Os resultados foram organizados de acordo com a técnica de Análise de Conteúdo que é "um conjunto de técnica de análise das comunicações, que utiliza procedimentos sistemáticos e objetivos de descrição do conteúdo das mensagens"7. Conduzimos o processo percorrendo várias etapas a iniciar com leitura globalizada do material, passando por recortes em suas partes, para serem categorizadas e classificadas, visando uma decodificação do significado das partes em correlação com o todo. Buscamos descobrir os núcleos de sentido que compõe uma comunicação, cuja presença ou freqüência guarda alguma relação com o objetivo visado8.

RESULTADOS

A maioria das participantes mostrou satisfação e interesse em colaborar, não só falando sobre seu objeto de interesse para a efetivação da pesquisa, mas também como "desabafo" de suas inquietações do seu cotidiano profissional, especialmente as enfermeiras obstétricas. Algumas ficaram indecisas e inseguras sobre o que iriam responder julgando não estarem preparadas ou talvez que suas falas não estivessem adequadas ao tema. Umas desviaram do cerne da questão, e isso pode ter origem na maneira dessas enfermeiras prestar cuidados à mulher na trajetória do nascimento, o que veio direcionar sobremaneira suas respostas, outras emitiram respostas curtas e outras mais longas e bem elaboradas. Obtivemos também respostas dadas com a maior convicção, com a "alma", com o sentimento de quem vivencia e se envolve no que faz; outras, de uma forma mais superficial, técnica, com certa frieza e distante.

Todas eram do sexo feminino, a maioria, especialista em enfermagem obstétrica pela UFMA, casada e com mais de cinco anos de graduação e trabalhando há mais de quatro anos em centro obstétrico. A faixa etária variou entre 25 a 57 anos, com predominância das faixas etárias de 25 a 34 anos e 40 a 49 anos.

### REGISTROS FORNECIDOS
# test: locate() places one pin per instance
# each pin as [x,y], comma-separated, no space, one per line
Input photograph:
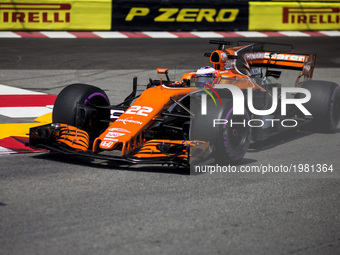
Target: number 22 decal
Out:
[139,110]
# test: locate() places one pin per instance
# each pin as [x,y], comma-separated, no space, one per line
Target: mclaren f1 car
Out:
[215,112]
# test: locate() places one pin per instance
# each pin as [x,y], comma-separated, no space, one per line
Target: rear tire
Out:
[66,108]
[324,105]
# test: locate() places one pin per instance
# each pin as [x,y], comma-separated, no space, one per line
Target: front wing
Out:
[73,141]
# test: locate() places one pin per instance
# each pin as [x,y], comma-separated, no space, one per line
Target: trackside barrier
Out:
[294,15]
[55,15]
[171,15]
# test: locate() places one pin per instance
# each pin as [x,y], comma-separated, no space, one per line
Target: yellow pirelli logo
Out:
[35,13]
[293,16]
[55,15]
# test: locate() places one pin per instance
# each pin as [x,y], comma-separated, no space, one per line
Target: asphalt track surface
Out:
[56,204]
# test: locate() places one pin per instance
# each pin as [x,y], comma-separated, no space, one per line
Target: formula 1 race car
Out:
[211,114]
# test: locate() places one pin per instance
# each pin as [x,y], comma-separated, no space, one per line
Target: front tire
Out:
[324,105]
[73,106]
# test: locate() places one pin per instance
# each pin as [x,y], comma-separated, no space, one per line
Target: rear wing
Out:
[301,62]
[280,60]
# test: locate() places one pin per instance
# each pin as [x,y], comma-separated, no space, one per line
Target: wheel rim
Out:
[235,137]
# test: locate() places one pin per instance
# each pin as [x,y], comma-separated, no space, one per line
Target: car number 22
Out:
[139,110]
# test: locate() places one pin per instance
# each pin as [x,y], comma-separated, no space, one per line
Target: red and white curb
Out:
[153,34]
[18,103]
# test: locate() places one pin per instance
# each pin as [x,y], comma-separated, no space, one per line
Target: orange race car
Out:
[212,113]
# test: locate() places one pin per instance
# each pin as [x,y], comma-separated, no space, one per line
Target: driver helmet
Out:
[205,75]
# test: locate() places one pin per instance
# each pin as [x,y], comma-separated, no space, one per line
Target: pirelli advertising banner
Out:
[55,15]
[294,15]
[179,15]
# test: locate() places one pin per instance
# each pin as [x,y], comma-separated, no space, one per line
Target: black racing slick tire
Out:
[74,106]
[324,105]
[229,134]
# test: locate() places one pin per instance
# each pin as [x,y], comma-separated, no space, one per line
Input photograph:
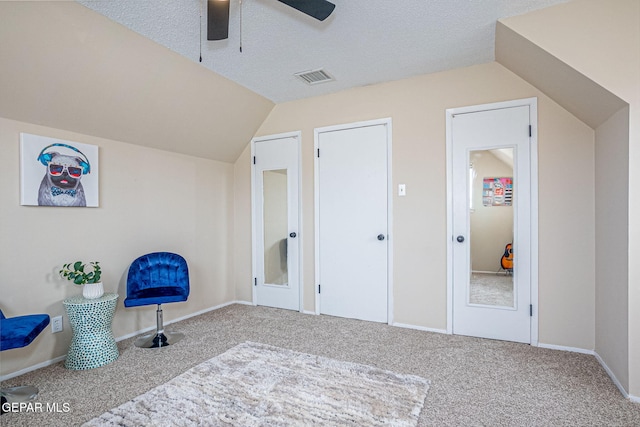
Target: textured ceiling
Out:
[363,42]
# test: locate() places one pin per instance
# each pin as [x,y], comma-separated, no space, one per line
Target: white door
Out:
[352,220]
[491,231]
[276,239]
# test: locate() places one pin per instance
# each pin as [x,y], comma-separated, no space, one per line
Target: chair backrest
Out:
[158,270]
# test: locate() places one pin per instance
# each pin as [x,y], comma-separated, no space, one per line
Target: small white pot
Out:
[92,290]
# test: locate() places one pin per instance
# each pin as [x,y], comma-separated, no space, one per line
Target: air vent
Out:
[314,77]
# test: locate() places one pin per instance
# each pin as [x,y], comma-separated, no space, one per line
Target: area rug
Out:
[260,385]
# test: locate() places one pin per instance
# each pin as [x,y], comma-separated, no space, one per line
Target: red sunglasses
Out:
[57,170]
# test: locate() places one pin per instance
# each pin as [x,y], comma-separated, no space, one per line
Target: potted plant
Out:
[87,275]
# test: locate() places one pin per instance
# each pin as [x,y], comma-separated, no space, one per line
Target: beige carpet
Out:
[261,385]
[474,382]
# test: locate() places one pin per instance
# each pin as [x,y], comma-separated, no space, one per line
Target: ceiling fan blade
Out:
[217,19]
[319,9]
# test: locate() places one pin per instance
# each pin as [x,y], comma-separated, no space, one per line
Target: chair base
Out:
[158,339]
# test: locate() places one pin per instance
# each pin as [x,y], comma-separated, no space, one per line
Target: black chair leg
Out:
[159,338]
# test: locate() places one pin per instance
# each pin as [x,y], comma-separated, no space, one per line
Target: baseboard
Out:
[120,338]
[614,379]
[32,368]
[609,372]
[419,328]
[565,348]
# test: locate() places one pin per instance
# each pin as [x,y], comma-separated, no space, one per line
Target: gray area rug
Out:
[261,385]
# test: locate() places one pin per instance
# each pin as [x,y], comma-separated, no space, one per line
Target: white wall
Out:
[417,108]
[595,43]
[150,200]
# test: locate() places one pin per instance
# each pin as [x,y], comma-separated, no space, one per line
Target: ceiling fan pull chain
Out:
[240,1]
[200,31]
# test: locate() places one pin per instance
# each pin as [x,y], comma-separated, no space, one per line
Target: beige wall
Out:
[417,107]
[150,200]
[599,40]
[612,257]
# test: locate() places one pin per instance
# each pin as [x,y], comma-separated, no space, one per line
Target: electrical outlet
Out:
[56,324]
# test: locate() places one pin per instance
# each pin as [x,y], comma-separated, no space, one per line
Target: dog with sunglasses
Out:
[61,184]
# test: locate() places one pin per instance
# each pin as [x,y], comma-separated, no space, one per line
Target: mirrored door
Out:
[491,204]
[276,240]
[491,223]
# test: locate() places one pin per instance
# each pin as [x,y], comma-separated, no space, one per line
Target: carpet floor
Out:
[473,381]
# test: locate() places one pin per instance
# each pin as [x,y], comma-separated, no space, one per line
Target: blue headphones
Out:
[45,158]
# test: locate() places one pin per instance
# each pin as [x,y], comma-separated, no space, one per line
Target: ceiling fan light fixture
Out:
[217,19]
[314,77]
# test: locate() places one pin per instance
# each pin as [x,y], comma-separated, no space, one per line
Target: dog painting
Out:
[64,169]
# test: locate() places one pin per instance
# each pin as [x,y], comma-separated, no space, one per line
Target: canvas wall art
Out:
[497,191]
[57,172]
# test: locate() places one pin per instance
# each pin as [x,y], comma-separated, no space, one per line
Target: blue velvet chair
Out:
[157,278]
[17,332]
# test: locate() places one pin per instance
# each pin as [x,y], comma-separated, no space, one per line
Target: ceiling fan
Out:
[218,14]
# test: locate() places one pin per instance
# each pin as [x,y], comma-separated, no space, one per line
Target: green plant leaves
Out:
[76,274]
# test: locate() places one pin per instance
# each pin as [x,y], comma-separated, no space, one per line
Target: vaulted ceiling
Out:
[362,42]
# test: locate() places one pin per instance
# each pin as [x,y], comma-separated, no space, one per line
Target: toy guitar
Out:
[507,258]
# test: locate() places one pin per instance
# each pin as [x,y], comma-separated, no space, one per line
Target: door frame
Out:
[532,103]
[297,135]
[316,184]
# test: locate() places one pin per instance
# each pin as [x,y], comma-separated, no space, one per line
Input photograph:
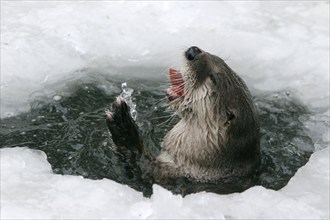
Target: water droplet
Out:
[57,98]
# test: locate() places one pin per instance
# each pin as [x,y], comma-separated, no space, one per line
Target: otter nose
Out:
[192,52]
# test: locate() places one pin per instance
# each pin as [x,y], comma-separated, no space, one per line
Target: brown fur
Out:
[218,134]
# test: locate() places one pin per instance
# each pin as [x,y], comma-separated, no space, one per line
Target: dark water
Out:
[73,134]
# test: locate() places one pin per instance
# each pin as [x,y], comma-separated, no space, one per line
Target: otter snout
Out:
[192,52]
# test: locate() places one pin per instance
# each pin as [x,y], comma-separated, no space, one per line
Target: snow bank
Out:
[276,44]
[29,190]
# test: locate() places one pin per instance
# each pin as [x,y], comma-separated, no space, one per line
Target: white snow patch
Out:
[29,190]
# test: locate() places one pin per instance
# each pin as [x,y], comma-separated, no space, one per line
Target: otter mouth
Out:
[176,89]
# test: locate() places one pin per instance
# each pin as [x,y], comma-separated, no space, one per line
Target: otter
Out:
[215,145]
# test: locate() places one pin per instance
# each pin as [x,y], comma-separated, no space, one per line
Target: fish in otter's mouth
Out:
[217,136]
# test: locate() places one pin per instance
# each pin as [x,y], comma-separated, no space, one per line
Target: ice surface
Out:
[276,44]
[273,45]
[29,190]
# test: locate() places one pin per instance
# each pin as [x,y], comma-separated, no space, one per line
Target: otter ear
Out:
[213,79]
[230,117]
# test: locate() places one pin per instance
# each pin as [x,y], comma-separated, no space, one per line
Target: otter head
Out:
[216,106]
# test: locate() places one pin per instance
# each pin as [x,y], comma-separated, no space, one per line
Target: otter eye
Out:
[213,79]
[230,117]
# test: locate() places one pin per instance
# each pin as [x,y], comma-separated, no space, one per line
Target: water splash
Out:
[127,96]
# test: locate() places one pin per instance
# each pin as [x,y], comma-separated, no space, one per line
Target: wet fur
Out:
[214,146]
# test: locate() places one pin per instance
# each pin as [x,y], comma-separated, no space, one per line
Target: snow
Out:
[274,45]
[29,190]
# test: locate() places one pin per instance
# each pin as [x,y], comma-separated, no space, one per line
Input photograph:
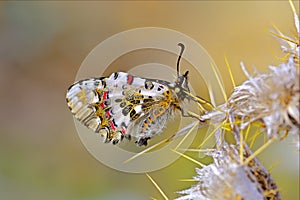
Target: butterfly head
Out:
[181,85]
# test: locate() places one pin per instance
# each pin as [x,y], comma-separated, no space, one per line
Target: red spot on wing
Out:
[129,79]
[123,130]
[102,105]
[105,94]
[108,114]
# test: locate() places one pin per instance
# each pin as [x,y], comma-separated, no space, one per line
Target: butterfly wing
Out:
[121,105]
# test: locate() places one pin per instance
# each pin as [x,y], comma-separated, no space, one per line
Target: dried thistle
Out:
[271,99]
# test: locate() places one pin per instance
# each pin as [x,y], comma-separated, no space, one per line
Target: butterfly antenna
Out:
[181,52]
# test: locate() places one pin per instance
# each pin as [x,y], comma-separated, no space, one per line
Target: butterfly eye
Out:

### TAREFA 1
Responda, com base no trecho sobre a pesquisa com enfermeiras obstétricas:
(a) De acordo com qual técnica os resultados foram organizados?
(b) Entre quais idades variou a faixa etária das participantes?
(c) Há quanto tempo a maioria das participantes trabalhava em centro obstétrico?
### TAREFA 2
No trecho sobre a pesquisa com enfermeiras obstétricas, a frase que começa com "Todas eram do sexo feminino" descreve a maioria das participantes. Liste todas as características atribuídas a essa maioria nessa frase.
### TAREFA 3
Escreva a continuação do trecho sobre a pesquisa com enfermeiras obstétricas a partir da última frase apresentada.

### RESPOSTA 1
(a) Os resultados foram organizados de acordo com a técnica de Análise de Conteúdo.
(b) A faixa etária das participantes variou entre 25 e 57 anos.
(c) A maioria trabalhava em centro obstétrico havia mais de quatro anos.

### RESPOSTA 2
A maioria das participantes tinha estas características:
- era especialista em enfermagem obstétrica pela UFMA;
- era casada;
- tinha mais de cinco anos de graduação;
- trabalhava havia mais de quatro anos em centro obstétrico.

### RESPOSTA 3
Ao se buscar sua história obstétrica, detectamos que dez eram nulíparas e onze tiveram de uma a três gravidezes; nove foram submetidas a parto cesariano e somente duas tiveram partos normais (uma teve três e a outra dois partos normais).

A análise das falas, de acordo com a técnica já mencionada, originou a temática descrita a seguir, denominada de: "atuação da enfermeira na assistência à mulher no processo de parturição".

No percurso das entrevistas, notou-se que as enfermeiras atuam, quer de forma direta, cuidando da parturiente, quer de forma indireta, proporcionando meios para um cuidar mais qualificado e humanizado. Essa atuação pode ser entendida a priori como um conjunto de ações traduzidas no "fazer" e no "cuidar", expressando o objetivo maior da enfermagem, durante as etapas de doação materna (parir) e do desabrochar da vida (nascer).

Dessa forma, a referida temática foi desdobrada nas sub-temáticas: assistência temporal na trajetória do nascimento e maneira de cuidar na trajetória natural do nascimento.

Na assistência temporal na trajetória do nascimento percebe-se a assistência temporal como uma experiência vivenciada pela enfermeira, de curta duração, tanto em relação ao passado como em direção ao futuro, ou seja, no pré-natal, parto e puerpério. A temporalidade consiste em experienciar o tempo, sendo esta a vivência que mais próxima se encontra de nosso existir9.

Para melhor compreensão da indiscutível importância da assistência da enfermeira à gestante no ciclo gravídico-puerperal, a assistência temporal foi desdobrada, de acordo com o momento em que ela ocorre, ou seja: acompanhando a gravidez e o trabalho de parto; acompanhando o parto e em atividades administrativas. As falas a seguir, correspondem ao acompanhamento da gravidez e ao trabalho de parto.

[....] a assistência começa no pré-natal para que a mulher possa ter um parto normal[..] (Sila).

A assistência que a enfermeira dá no parto normal é muito importante, porque ela dá assistência no momento da admissão, no pré-parto, no parto, no pós-parto e também ao recém-nascido (Ceiça).

A gente procura acompanhar a evolução desse trabalho de parto até a chegada na sala de parto (Violeta).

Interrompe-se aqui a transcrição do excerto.